The exercise:
Rewrite these lines with "bare arm" switched to "uncovered arm", keeping everything else the same.

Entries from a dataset
· · · ·

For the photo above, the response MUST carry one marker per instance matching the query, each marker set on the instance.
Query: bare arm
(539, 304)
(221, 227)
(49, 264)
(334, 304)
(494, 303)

· · · ·

Exercise solution:
For the photo above, the response MUST carry one marker per instance matching the query, each marker set on the instance.
Query: uncovered arm
(539, 304)
(221, 227)
(49, 264)
(334, 304)
(494, 303)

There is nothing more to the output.